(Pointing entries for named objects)
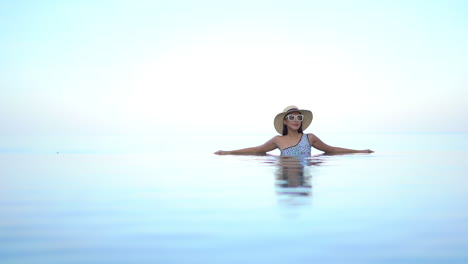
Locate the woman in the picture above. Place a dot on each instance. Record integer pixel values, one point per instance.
(293, 142)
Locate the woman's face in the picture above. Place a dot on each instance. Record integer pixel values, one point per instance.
(292, 120)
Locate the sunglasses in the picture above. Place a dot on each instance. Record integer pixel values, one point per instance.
(295, 117)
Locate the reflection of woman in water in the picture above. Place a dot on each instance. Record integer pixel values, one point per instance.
(291, 123)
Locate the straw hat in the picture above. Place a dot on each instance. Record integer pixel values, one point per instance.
(278, 122)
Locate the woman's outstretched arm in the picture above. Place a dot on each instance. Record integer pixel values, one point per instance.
(260, 150)
(320, 145)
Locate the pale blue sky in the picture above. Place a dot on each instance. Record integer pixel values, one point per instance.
(77, 68)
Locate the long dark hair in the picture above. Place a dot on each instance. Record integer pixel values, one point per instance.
(285, 129)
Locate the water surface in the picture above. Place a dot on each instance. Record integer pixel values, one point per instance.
(406, 203)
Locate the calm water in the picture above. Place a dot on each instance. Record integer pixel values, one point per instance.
(406, 203)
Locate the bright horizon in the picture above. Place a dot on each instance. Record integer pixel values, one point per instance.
(133, 68)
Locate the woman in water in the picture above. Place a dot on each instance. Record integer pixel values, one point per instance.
(293, 142)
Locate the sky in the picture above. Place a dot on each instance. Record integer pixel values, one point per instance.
(144, 69)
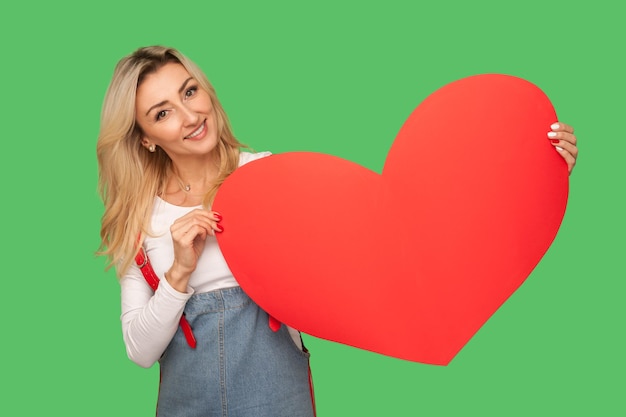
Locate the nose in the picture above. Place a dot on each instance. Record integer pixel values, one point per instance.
(190, 117)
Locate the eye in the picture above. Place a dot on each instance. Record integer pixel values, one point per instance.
(191, 91)
(161, 115)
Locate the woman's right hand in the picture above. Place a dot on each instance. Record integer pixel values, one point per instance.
(189, 235)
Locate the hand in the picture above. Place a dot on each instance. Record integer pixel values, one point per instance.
(563, 139)
(189, 235)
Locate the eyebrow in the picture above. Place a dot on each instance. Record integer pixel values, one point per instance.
(180, 90)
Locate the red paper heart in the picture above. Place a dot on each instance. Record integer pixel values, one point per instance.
(412, 262)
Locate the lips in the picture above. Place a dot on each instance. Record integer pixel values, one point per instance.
(198, 132)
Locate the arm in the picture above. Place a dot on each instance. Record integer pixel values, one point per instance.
(150, 320)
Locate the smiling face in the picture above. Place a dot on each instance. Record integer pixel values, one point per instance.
(176, 114)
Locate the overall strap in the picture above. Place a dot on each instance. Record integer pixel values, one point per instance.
(143, 262)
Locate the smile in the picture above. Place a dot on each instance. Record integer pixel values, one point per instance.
(197, 132)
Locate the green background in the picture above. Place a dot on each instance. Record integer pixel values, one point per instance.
(327, 76)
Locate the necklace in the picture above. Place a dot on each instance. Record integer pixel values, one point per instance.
(185, 187)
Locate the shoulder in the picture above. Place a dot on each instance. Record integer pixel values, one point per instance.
(245, 157)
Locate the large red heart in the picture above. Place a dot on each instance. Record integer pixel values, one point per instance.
(410, 263)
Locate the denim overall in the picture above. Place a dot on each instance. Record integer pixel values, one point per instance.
(240, 367)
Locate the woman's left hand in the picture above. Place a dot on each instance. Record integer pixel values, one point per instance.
(563, 139)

▶ [Task instructions]:
Rewrite everything from the line containing "Locate the shoulder" down to the last of the lines, swapping "dot" for "marker" and leaving all else untouched.

▶ [Answer to this exercise]:
Locate the shoulder in the picture above. Place a marker on each instance. Record integer pixel values, one point per instance.
(245, 157)
Locate the large red heart in the picture above. Place a marker on each instance. Record integer pixel values, one point per instance.
(410, 263)
Locate the denim overall in the picture above. Place a marker on each instance. Record integer pixel values, one point per instance.
(240, 367)
Locate the woman's left hand in the picture above. Place a marker on each instance. Record integer pixel values, one point per instance.
(563, 139)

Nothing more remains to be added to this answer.